┌─ TE LEZEN TEKST
In internationale vergelijkingen van gedigitaliseerde economieën komt Nederland goed voor de dag, onder andere op het gebied van digitale overheidsdiensten. Dat neemt niet weg dat versnelling en verduurzaming nodig is, zodat ondernemers, burgers, kennisinstellingen en overheden beter kunnen profiteren van nieuwe toepassingen, verdienmodellen en banen.

De grote maatschappelijke impact van digitalisering staat nog niet op het netvlies van alle bestuurders en politici, zegt Steven Luitjens, directeur Informatiesamenleving en Overheid van het ministerie van Binnenlandse Zaken en Koninkrijksrelaties. Hij was secretaris van de door het kabinet ingestelde studiegroep, die in april het advies ‘Maak Waar!’ uitbracht. Digitalisering is nog geen integraal onderdeel van hun denken en doen. Illustratief hiervoor is volgens Luitjens dat in de partijprogramma’s voor de Tweede Kamerverkiezingen nauwelijks aandacht was voor digitalisering. “Bewindslieden en bestuurders bij de overheden moeten zich realiseren dat ICT en digitalisering de kern zijn van hun primaire processen; in de zorg, in de veiligheid, in infrastructuur, in het sociaal domein, et cetera, en dat zij daar ten volle verantwoordelijk voor zijn.”

Experimenteren met digitale overheidsdiensten mag

Dat veel politici, bestuurders en ambtenaren digitalisering weliswaar belangrijk vinden, maar niet urgent, noemt Luitjens een verkeerde inschatting. Digitalisering is wel degelijk urgent, het biedt immers kansen voor betere dienstverlening, meer economische groei en een open, transparante overheid. Urgent is het ook omdat grote risico’s ontstaan voor het functioneren van de overheid bij verwaarlozing van de digitale infrastructuur. Wanneer de digitale transformatie van de publieke sector onvoldoende doorzet en de overheid er niet in slaagt om tijdig en adequaat in te spelen op de kansen en kwetsbaarheden van digitalisering, ook in Europees verband, heeft de hele samenleving daar last van. “De overheid doet dan niet waarvoor ze in het leven is geroepen, waarvoor mensen betalen en periodiek bestuurders kiezen.” Om de mogelijkheden beter en sneller te kunnen benutten, moet bijvoorbeeld het principe first time right overboord. Overheden zijn geneigd om aan digitale toepassingen de eis te stellen dat ze bij aanvang perfect werken. Hierdoor wordt volgens Luitjens vaak voor maatwerk gekozen en blijven goedkopere standaardoplossingen op de plank, terwijl daarmee tegen vaak geringe kosten een groot publiek kan worden bereikt. De vrijgekomen middelen kunnen gebruikt worden voor mensen die een speciale behandeling nodig hebben.
└─
┌─ GESELECTEERDE GEGEVENS
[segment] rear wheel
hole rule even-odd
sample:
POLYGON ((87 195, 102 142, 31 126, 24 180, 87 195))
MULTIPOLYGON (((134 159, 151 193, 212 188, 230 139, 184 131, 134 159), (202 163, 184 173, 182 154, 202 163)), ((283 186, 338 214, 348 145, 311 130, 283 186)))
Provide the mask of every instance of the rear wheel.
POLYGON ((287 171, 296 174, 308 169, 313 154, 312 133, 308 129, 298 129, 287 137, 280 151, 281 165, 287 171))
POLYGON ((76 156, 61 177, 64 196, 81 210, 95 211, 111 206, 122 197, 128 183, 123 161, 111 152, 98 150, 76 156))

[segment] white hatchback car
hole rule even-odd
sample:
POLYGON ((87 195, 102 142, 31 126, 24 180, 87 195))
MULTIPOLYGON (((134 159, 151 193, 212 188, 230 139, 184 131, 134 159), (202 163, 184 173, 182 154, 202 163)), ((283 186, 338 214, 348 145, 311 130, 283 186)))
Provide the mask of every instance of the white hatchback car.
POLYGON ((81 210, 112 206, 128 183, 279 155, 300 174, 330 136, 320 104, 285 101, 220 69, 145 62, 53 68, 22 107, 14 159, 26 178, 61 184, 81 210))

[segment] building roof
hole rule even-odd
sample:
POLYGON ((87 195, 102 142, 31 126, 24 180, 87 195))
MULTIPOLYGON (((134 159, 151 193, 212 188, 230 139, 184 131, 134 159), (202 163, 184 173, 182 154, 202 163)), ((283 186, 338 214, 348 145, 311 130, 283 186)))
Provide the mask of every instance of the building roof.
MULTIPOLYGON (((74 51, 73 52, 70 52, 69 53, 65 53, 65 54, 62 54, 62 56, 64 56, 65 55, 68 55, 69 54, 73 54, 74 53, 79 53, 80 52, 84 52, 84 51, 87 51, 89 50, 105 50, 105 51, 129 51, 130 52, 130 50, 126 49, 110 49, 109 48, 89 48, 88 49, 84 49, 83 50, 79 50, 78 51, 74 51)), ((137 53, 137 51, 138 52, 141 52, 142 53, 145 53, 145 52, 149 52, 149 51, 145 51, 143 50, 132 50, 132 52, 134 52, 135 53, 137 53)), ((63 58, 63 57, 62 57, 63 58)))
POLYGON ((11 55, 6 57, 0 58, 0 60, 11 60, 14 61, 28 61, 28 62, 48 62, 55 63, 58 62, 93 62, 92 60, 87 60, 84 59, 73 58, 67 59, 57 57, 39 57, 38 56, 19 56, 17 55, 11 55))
└─
## ONDERDELEN VAN DE OPDRACHT
1/ Geef voor elk van de volgende beweringen aan of die klopt volgens de tekst over digitalisering, met ja of nee en de beslissende woorden letterlijk uit de tekst geciteerd.
(a) Luitjens was secretaris van de studiegroep die in april het advies ‘Maak Waar!’ uitbracht.
(b) In de partijprogramma’s voor de Tweede Kamerverkiezingen kreeg digitalisering veel aandacht.
(c) Overheden zijn geneigd te eisen dat digitale toepassingen bij aanvang perfect werken.
2/ Typ uit de tekst over digitalisering letterlijk over van "In internationale vergelijkingen" tot en met "verdienmodellen en banen.".

## VERWACHTE ANTWOORDEN
1/
(a) Ja: "Hij was secretaris van de door het kabinet ingestelde studiegroep, die in april het advies ‘Maak Waar!’ uitbracht."
(b) Nee: "in de partijprogramma’s voor de Tweede Kamerverkiezingen nauwelijks aandacht was voor digitalisering"
(c) Ja: "Overheden zijn geneigd om aan digitale toepassingen de eis te stellen dat ze bij aanvang perfect werken."

2/
In internationale vergelijkingen van gedigitaliseerde economieën komt Nederland goed voor de dag, onder andere op het gebied van digitale overheidsdiensten. Dat neemt niet weg dat versnelling en verduurzaming nodig is, zodat ondernemers, burgers, kennisinstellingen en overheden beter kunnen profiteren van nieuwe toepassingen, verdienmodellen en banen.